- _Task brief_:
Go through the data line by line. Copy each one holding the string "bird".

(Data excerpts)
- - - -

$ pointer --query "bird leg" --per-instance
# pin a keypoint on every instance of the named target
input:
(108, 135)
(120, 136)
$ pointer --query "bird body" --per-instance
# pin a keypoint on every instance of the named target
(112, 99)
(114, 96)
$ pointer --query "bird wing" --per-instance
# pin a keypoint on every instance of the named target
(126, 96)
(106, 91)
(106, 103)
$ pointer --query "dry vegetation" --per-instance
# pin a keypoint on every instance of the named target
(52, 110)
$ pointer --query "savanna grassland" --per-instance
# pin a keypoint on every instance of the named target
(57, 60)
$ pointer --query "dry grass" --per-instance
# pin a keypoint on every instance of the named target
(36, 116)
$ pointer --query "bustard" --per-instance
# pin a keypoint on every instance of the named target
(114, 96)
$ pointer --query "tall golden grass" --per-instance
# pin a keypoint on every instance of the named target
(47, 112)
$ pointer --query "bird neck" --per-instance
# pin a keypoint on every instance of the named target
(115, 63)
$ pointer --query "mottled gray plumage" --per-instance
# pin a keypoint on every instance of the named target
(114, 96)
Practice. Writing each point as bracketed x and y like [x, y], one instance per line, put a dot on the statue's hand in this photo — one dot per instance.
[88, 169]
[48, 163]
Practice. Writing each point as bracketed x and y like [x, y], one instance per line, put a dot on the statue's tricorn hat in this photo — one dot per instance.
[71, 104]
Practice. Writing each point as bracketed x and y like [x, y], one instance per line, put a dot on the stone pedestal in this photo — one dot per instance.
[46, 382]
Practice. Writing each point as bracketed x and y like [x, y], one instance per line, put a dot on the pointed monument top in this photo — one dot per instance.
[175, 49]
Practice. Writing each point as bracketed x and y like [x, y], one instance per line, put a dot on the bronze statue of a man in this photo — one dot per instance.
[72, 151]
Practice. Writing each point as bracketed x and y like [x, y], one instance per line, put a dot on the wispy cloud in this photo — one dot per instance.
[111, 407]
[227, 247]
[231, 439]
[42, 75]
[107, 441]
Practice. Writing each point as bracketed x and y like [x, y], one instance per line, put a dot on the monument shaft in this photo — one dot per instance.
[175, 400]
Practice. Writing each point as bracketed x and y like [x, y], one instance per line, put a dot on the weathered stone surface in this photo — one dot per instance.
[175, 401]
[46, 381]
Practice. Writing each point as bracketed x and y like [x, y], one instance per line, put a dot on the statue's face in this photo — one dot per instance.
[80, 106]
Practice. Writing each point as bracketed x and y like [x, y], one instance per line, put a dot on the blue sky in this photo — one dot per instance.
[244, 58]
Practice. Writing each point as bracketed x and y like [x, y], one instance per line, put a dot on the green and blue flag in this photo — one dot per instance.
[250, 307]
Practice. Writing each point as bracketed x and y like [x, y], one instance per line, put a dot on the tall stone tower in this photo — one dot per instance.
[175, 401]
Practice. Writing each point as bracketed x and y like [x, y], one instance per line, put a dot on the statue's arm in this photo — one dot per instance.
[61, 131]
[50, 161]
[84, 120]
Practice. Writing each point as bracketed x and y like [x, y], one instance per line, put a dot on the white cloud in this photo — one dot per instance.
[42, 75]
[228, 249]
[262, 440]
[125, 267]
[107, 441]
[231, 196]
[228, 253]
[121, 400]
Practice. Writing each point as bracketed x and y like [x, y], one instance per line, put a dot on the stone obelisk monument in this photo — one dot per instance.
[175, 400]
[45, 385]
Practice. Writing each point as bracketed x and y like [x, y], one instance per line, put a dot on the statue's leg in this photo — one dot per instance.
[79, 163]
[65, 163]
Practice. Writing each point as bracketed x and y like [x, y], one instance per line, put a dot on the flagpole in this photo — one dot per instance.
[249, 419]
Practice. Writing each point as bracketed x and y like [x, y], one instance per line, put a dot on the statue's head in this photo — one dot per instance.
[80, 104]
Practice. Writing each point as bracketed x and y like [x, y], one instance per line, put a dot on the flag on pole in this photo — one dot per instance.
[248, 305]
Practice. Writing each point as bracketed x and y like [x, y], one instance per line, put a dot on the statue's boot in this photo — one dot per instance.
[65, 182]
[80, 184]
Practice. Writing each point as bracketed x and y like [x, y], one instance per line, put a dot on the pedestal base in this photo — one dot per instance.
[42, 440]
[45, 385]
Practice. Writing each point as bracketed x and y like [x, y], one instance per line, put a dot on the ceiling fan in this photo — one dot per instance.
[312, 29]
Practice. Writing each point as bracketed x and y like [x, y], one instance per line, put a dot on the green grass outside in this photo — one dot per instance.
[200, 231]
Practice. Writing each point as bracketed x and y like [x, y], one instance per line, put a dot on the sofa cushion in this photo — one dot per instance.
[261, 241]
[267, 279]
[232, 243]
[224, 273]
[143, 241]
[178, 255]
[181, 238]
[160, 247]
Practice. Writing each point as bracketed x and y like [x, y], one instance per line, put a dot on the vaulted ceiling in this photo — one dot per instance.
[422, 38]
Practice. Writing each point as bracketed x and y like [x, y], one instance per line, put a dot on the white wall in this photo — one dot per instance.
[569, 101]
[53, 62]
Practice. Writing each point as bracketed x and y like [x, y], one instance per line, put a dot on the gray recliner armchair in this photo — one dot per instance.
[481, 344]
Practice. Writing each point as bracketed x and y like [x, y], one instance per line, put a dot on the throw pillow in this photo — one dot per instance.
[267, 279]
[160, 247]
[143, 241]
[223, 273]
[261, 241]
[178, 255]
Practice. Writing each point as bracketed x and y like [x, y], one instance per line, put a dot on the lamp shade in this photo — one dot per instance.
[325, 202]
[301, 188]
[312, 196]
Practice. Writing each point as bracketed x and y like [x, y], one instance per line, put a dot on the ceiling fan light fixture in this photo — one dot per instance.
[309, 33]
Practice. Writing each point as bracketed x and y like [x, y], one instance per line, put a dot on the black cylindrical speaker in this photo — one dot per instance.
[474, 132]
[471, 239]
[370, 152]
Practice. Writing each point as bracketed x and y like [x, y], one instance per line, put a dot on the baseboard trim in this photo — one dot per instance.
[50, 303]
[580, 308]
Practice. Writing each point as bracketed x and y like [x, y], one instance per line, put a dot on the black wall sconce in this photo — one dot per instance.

- - - -

- _Response to the task_:
$ pointer --query "bird leg" --per-instance
$ pointer --query "bird body" --per-instance
$ pointer --query "bird wing" --per-instance
$ pointer --query "bird neck" --per-instance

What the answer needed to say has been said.